Problem requirements
Search the records below for "small" and copy every line it turns up in.

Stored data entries
::::::::::
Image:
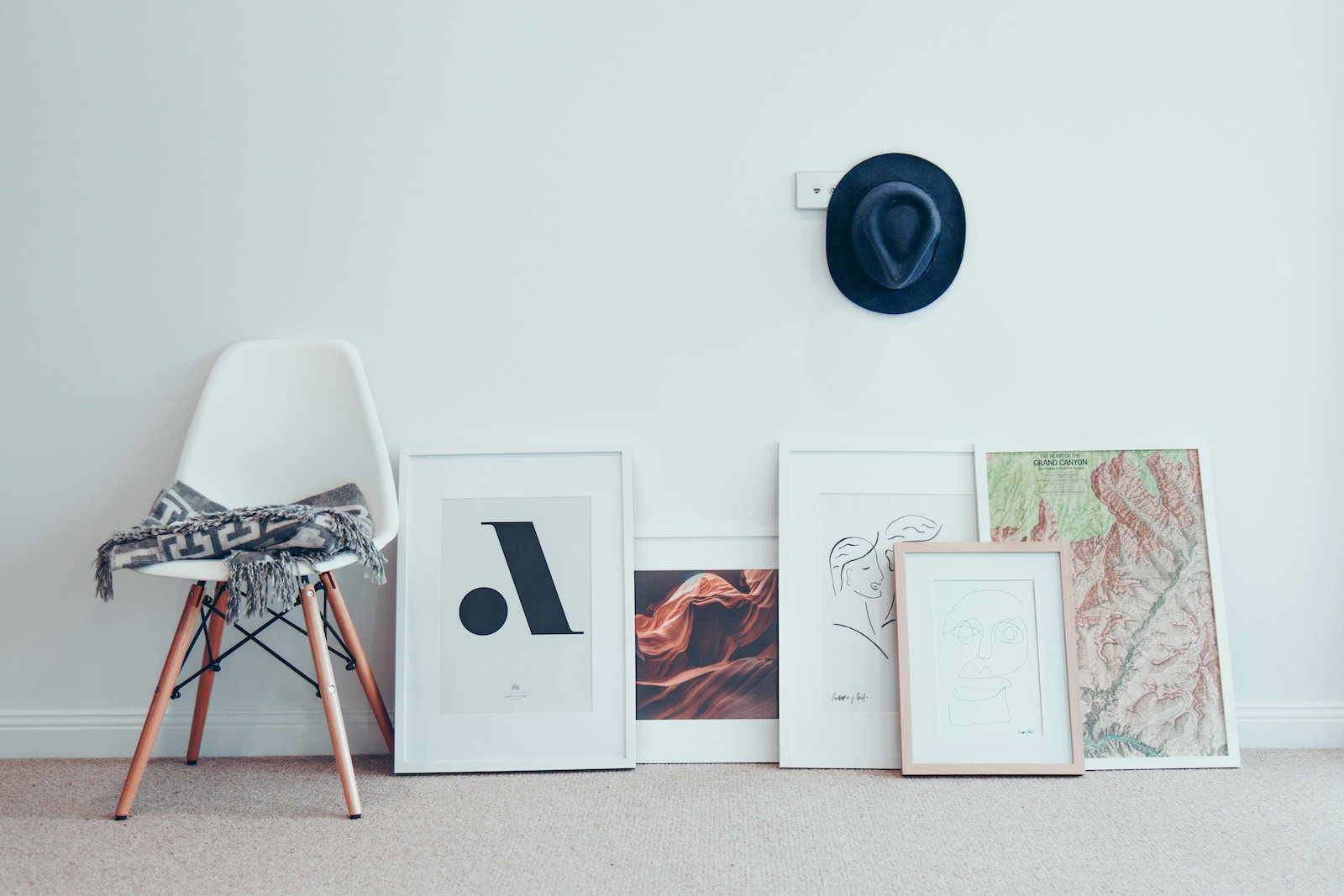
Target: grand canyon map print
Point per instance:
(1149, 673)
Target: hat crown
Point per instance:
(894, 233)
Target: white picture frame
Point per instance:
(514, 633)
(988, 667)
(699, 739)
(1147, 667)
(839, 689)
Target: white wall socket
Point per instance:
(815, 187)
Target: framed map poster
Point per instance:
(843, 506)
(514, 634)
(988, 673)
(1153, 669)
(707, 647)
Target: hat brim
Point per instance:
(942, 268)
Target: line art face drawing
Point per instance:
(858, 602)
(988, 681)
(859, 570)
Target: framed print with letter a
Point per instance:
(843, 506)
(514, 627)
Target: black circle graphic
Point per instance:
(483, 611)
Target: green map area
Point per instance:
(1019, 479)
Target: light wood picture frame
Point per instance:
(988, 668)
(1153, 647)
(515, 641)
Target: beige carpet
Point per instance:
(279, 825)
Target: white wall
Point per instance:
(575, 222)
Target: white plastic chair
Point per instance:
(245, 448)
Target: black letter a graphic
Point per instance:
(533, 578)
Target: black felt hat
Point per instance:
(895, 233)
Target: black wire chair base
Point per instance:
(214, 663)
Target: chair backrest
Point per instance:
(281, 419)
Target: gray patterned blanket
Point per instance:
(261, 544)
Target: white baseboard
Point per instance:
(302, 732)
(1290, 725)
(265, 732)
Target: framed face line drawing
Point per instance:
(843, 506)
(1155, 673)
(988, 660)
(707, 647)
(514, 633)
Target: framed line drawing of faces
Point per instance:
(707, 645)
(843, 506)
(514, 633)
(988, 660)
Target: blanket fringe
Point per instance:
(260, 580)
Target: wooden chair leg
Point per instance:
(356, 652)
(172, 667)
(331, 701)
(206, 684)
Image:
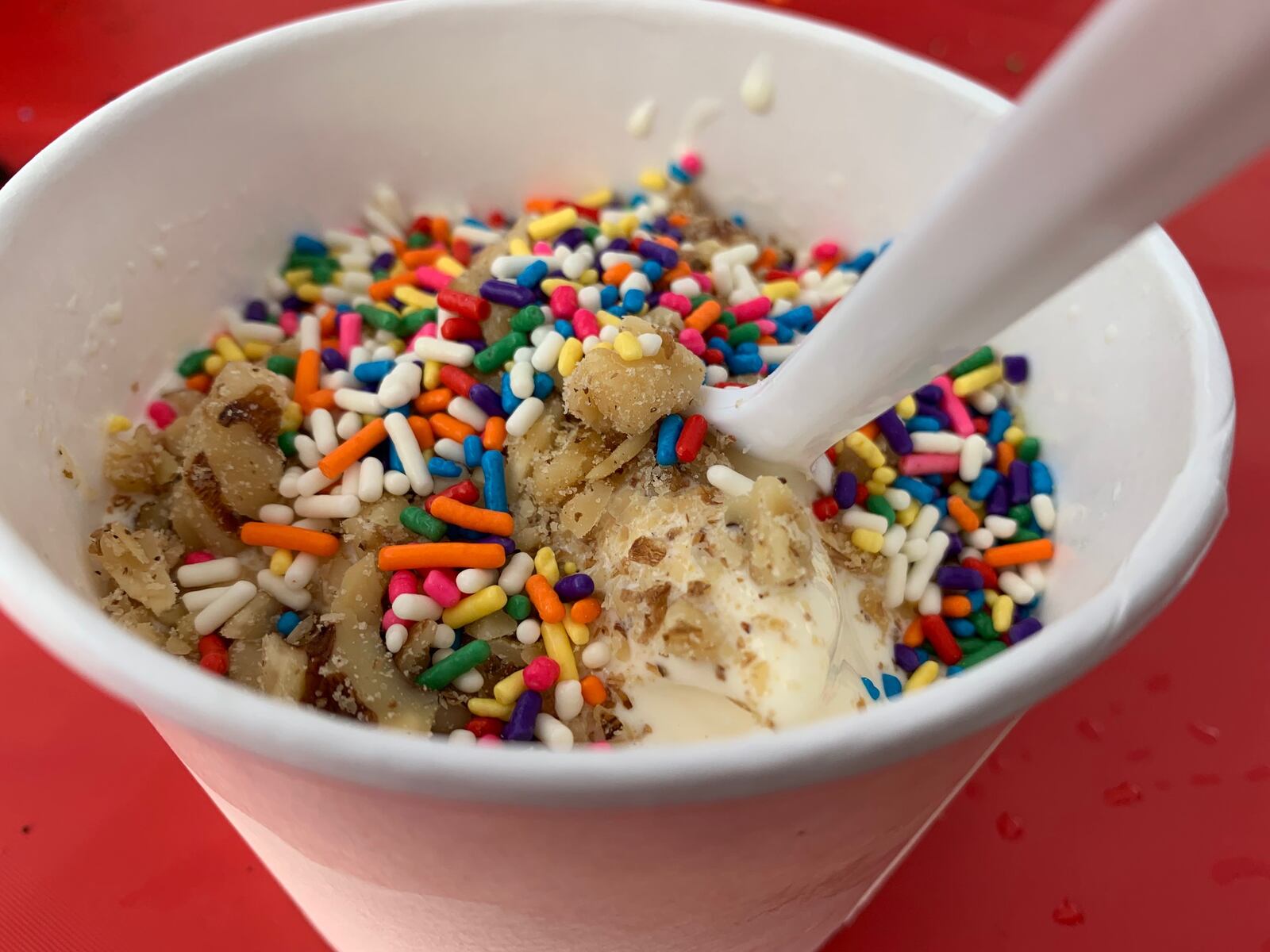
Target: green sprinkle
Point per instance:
::::::::::
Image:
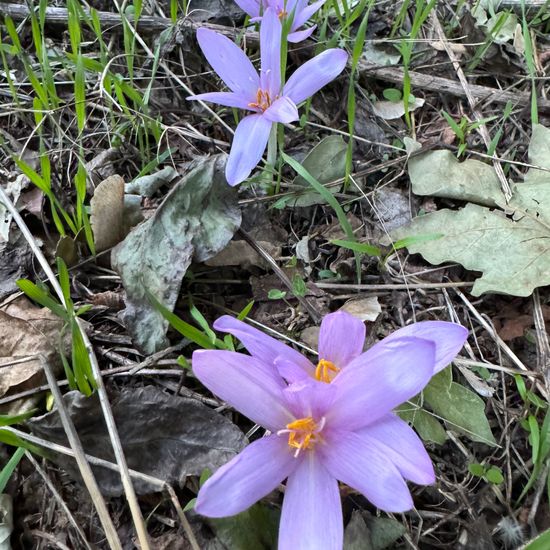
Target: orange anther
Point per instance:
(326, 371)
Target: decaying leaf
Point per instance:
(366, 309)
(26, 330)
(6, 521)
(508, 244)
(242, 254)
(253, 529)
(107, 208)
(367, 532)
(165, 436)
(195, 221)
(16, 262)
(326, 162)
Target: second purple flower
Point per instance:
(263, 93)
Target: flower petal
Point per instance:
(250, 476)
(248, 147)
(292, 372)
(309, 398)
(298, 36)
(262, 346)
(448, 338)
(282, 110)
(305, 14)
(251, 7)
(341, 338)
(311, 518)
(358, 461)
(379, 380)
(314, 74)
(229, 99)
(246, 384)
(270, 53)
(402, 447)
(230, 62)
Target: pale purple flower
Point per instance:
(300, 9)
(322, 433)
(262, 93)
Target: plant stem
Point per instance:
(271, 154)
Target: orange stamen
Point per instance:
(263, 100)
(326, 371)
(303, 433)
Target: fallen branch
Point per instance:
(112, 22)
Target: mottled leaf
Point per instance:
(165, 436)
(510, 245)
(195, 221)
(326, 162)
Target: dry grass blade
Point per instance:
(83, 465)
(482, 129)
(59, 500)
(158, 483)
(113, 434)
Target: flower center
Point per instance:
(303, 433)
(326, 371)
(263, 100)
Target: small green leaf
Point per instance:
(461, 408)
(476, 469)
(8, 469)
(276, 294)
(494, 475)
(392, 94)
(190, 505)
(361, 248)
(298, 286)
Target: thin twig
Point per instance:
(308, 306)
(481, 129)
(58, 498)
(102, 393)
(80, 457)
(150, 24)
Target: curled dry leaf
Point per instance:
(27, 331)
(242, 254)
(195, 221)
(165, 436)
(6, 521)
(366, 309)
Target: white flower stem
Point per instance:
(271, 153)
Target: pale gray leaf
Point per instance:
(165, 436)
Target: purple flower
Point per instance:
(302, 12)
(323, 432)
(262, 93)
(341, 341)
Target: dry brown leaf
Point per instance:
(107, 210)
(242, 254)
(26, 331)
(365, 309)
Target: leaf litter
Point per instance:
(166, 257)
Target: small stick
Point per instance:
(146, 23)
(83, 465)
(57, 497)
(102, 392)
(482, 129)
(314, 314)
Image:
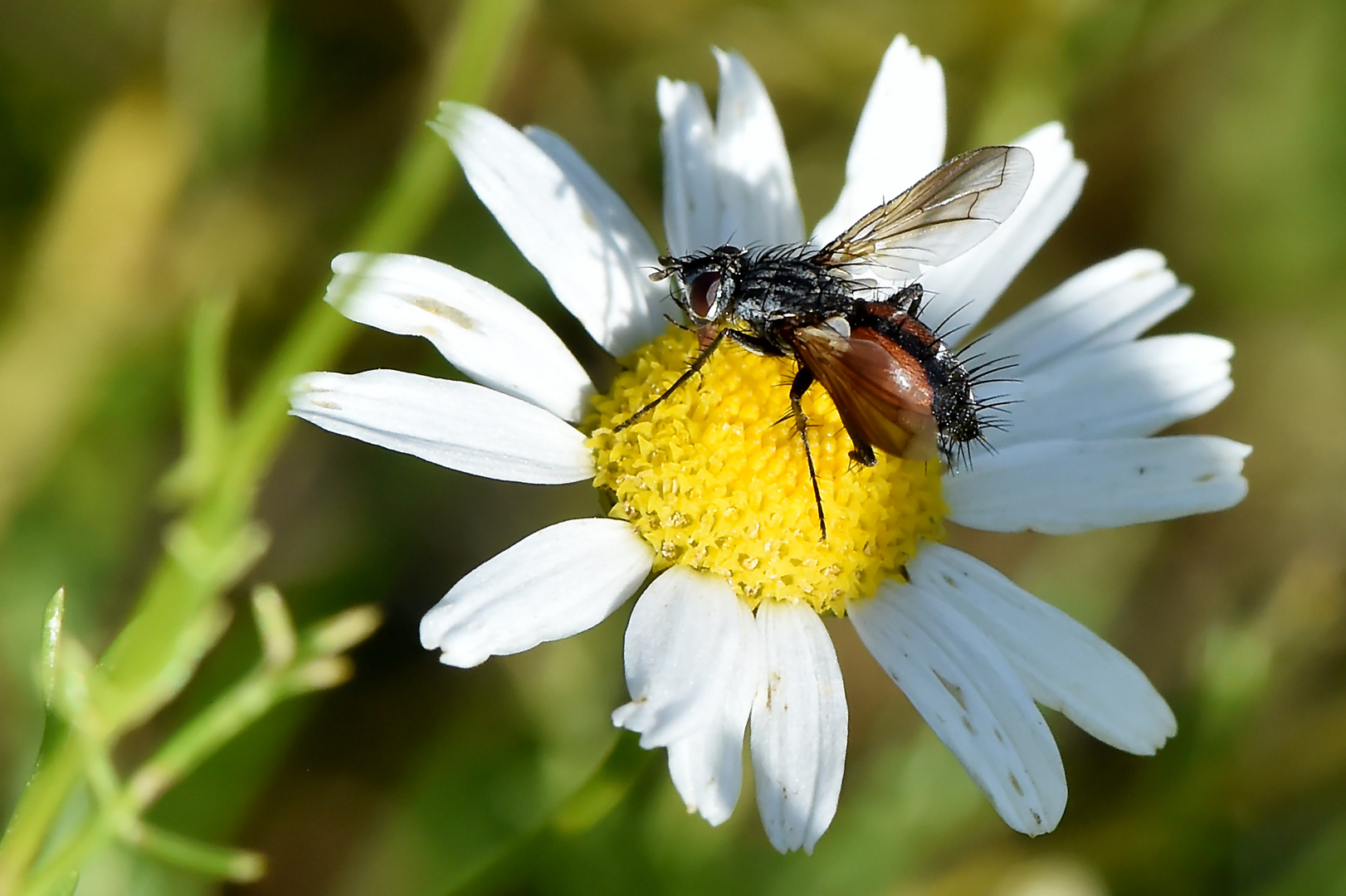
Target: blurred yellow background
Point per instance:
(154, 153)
::::::::::
Reply
Target: small green leaf
Target: small stick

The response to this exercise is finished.